Problem details: Transcribe word for word the part of the message on automatic partition creation that runs from "On Sun, 18 Aug" up to and including "immediately (current case)".

Source document:
════════

Re: Creating partitions automatically at least on HASH?

From: Rafia Sabih <rafia(dot)pghackers(at)gmail(dot)com>
To: Fabien COELHO <coelho(at)cri(dot)ensmp(dot)fr>
Cc: Robert Haas <robertmhaas(at)gmail(dot)com>, Robert Eckhardt <reckhardt(at)pivotal(dot)io>, PostgreSQL Developers <pgsql-hackers(at)lists(dot)postgresql(dot)org>
Subject: Re: Creating partitions automatically at least on HASH?
Date: 2019-08-26 09:31:28
Message-ID: CA+FpmFdA-SM2toaLd+BJaUnkVXz+5FzXcX2qtmgNTFs74m93Xw@mail.gmail.com
Views: Raw Message | Whole Thread | Download mbox | Resend email
Thread:
Lists: pgsql-hackers

On Sun, 18 Aug 2019 at 11:33, Fabien COELHO <coelho(at)cri(dot)ensmp(dot)fr> wrote:

>
> Hello Robert & Robert,
>
> > - no partitions are created immediately (current case)
> > but will have to be created manually later
> >
> > - static partitions are created automatically, based on provided
> > parameters
> >
> > - dynamic partitions will be created later, when needed, based
> > on provided parameters again.
> >
> > Even if all that is not implemented immediately.
> >
> >> We need something that will let you specify just a modulus for hash
> >> partitions, a start, end, and interval for range partitions, and a list
> of
> >> bounds for list partitions. If we're willing to create a new keyword,
> we
> >> could make PARTITIONS a keyword. Then:
> >>
> >> PARTITION BY HASH (whatever) PARTITIONS 8
> >
> > I think that it should reuse already existing keywords, i.e. MODULUS
> should
> > appear somewhere.

════════

Data extract:
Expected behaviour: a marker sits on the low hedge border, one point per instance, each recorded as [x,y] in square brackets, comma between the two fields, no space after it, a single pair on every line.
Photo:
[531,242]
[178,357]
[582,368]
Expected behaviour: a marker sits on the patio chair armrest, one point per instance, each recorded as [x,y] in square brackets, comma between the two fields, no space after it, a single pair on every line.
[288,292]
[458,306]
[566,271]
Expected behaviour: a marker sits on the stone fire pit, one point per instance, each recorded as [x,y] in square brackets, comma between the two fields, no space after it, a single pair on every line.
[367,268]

════════

Finished answer:
On Sun, 18 Aug 2019 at 11:33, Fabien COELHO <coelho(at)cri(dot)ensmp(dot)fr> wrote:

>
> Hello Robert & Robert,
>
> > - no partitions are created immediately (current case)